EXERCISE REQUIREMENTS:
A – In the text on the coronavirus and business value, when did the World Health Organization declare a state of emergency because of the virus?
B – Repeat the text on the coronavirus and business value word for word, from "The new coronavirus" up to and including "around the world.".

DOCUMENT EXCERPT:
The new coronavirus (COVID-19) first appeared (December 31, 2019) in the Chinese city of Wuhan and spread to more than 75 countries by March 2020. At the end of January 2020, the World Health Organization (WHO) declared a state of emergency due to the virus. The virus has already caused over 20,000 deaths this year, consequently in many countries the quarantine has been declared, to stem the spreading of the virus. This was the case in Slovenia as well. Today, it seems that the epidemic is having a profound impact on social and economic activities around the world.
Concerns and unpredictability of the spread of the virus have had an immediate impact on the financial markets, breaking the ten-year bullish trend. Shares have fallen sharply (some stock indices have fallen by more than a third) and we cannot, nor should, ignore this negative effect. The epidemic can have serious long-term consequences for both the stock markets and the entire global economy.
What does this mean for the value of the business?
When evaluating a business, we tend to look at financial information about the business retrospectively. This means that the impact of the epidemic on the value of companies will be reflected in the quarterly, interim and annual reports for 2020. Of course, this does not mean that the immediate negative impact of the epidemic on the operations of certain companies can be neglected today.

PROVIDED RECORDS:
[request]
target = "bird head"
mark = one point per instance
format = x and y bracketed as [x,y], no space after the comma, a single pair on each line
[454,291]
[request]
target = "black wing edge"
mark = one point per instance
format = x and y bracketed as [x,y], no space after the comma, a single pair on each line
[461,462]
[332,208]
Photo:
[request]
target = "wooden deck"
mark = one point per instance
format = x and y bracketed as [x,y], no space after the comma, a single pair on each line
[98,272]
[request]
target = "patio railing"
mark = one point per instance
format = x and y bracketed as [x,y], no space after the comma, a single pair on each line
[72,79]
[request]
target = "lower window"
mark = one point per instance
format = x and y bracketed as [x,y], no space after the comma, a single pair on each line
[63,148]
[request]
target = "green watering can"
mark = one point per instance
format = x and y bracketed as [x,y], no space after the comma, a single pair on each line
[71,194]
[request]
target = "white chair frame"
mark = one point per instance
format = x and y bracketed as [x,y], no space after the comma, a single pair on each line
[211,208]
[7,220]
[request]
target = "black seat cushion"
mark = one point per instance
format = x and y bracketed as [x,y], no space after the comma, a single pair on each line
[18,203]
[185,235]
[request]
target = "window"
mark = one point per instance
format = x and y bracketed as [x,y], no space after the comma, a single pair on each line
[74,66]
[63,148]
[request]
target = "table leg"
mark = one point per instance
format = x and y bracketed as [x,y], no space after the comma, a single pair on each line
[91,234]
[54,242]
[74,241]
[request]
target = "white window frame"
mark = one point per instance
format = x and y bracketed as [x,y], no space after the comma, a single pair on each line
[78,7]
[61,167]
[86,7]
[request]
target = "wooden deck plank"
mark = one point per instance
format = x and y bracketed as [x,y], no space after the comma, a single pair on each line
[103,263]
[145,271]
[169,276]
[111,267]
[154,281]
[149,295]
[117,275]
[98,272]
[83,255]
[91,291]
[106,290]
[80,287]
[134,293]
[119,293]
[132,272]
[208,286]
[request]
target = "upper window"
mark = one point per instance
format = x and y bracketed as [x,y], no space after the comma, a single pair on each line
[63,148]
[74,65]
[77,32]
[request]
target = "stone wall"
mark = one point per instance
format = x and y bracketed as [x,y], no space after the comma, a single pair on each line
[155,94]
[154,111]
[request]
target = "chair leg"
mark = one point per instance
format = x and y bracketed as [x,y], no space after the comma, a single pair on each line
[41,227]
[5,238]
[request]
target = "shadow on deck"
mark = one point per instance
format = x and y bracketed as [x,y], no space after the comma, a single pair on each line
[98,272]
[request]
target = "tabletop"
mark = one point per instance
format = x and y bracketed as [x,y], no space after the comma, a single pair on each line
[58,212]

ANSWERS BY ITEM NUMBER:
A – At the end of January 2020.

B –
The new coronavirus (COVID-19) first appeared (December 31, 2019) in the Chinese city of Wuhan and spread to more than 75 countries by March 2020. At the end of January 2020, the World Health Organization (WHO) declared a state of emergency due to the virus. The virus has already caused over 20,000 deaths this year, consequently in many countries the quarantine has been declared, to stem the spreading of the virus. This was the case in Slovenia as well. Today, it seems that the epidemic is having a profound impact on social and economic activities around the world.